_DATASET RECORDS_
- - - - -
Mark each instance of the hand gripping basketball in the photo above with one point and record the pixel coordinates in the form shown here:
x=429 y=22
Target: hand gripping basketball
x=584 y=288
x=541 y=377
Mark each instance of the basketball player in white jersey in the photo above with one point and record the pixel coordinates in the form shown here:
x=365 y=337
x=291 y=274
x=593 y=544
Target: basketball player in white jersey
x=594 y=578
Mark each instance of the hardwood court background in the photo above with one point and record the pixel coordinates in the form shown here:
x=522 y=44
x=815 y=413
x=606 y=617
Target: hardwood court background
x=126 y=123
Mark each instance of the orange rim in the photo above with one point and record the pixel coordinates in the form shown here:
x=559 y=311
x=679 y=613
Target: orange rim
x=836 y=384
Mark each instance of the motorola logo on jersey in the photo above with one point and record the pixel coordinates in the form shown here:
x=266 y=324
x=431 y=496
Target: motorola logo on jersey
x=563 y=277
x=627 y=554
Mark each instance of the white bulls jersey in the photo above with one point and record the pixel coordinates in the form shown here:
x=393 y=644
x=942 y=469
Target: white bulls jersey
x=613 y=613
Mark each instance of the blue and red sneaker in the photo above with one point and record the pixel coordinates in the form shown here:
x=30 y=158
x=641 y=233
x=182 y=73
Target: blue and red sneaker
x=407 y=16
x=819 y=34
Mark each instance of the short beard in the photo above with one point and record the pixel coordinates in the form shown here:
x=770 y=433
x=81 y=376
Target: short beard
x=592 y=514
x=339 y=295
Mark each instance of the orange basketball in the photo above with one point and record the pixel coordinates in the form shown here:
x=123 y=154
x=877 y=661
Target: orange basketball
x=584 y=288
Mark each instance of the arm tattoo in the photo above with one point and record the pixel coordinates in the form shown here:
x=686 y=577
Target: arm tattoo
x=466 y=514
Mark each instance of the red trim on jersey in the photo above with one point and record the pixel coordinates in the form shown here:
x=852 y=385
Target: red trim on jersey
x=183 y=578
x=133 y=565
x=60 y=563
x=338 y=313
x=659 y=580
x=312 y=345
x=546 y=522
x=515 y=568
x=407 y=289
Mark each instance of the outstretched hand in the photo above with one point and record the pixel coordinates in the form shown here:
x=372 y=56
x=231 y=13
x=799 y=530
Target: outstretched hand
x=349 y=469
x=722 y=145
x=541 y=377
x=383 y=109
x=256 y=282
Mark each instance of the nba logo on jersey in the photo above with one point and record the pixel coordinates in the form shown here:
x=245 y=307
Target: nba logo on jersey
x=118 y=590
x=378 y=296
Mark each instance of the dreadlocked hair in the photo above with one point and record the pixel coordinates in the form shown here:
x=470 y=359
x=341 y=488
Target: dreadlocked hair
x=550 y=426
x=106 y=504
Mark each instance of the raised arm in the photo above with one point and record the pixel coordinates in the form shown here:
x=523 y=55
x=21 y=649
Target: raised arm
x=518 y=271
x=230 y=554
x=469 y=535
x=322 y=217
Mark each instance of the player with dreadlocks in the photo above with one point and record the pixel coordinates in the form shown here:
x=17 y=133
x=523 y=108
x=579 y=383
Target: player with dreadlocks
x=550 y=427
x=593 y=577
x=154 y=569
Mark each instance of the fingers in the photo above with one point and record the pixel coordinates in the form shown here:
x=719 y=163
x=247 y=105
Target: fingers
- - - - -
_YOUR GOAL_
Write out all of the material above again, switching every "jersey" to "shirt" and leaving everything else unchanged.

_FULL ANSWER_
Mark each instance of the hand gripping basketball in the photo above with one point and record the pixel coordinates in the form shown here:
x=429 y=22
Target: hand gripping basketball
x=584 y=288
x=541 y=377
Mark each instance of the basketball player in white shirt in the photo above with one point and record the pixel coordinates in the form shown here:
x=365 y=337
x=291 y=274
x=593 y=544
Target: basketball player in white shirt
x=594 y=578
Mark each instance of the hardwood court background in the photo above with one point and record the pixel coordinates in the form shown here:
x=522 y=44
x=815 y=413
x=606 y=617
Target: hardwood court background
x=126 y=123
Mark each instance of the orange rim in the photo above with one point and record the pixel coordinates in the form shown here:
x=559 y=311
x=679 y=613
Target: orange rim
x=836 y=384
Mark each instance of the motorola logo on shirt in the photo above with one point and record the pixel coordinates in the form shown here:
x=266 y=324
x=431 y=496
Target: motorola logo on shirt
x=563 y=277
x=627 y=554
Mark each instance of the white bulls shirt in the photo above with one point and record the pixel coordinates in the form shown here:
x=393 y=644
x=942 y=469
Target: white bulls shirt
x=613 y=613
Mark each instance of the blue and red sneaker in the photo above with one point and record the pixel coordinates in the form shown here:
x=30 y=158
x=641 y=233
x=182 y=73
Target: blue and red sneaker
x=407 y=16
x=819 y=34
Mark each instance of the short beard in the photo above with one point and record the pixel coordinates in the form shown here:
x=770 y=433
x=81 y=376
Target: short beard
x=592 y=514
x=339 y=295
Mark each instance of the orange basketball in the photo above with one point and record the pixel coordinates in the form shown here:
x=123 y=154
x=877 y=661
Target: orange basketball
x=584 y=288
Mark each instance of the arm tattoo in the photo above with one point and record the pixel coordinates in the form shown here:
x=686 y=577
Target: arm tattoo
x=466 y=514
Mark each instance of the red trim on shirt in the photo above with one point and record the pixel coordinates in the form shown here:
x=852 y=385
Target: red trim on shirt
x=183 y=578
x=133 y=565
x=60 y=563
x=338 y=313
x=659 y=580
x=312 y=345
x=546 y=522
x=515 y=568
x=407 y=289
Mark each instance of the outstretched hand in the photo above with one point and record the pixel coordinates in the form shown here:
x=372 y=56
x=231 y=13
x=799 y=530
Target: outstretched hand
x=349 y=469
x=722 y=145
x=541 y=377
x=383 y=109
x=256 y=282
Mark each instance of the nba logo on shirt in the photo above with one point and record the pixel coordinates in the form shown here:
x=245 y=307
Target: nba logo on shirt
x=118 y=590
x=378 y=296
Mark each instance of the dreadlocked hair in the photo above with one point and record the pixel coordinates in the form shown here:
x=470 y=359
x=341 y=488
Target: dreadlocked hair
x=550 y=426
x=106 y=504
Mark each instance of the raised arm in the photo above with one point and record the pixel coordinates in the form shown here:
x=523 y=55
x=21 y=649
Target: raised arm
x=518 y=271
x=230 y=554
x=469 y=535
x=322 y=217
Mark each instance of the player with dreadlocks in the photo above with one point and record the pixel coordinates in the form shown here:
x=17 y=133
x=523 y=108
x=579 y=383
Target: player with dreadlocks
x=550 y=427
x=593 y=577
x=154 y=569
Mark each instance of the fingers in the photo above with one point and record the pixel coordinates in the form shown here:
x=719 y=163
x=247 y=105
Target: fingers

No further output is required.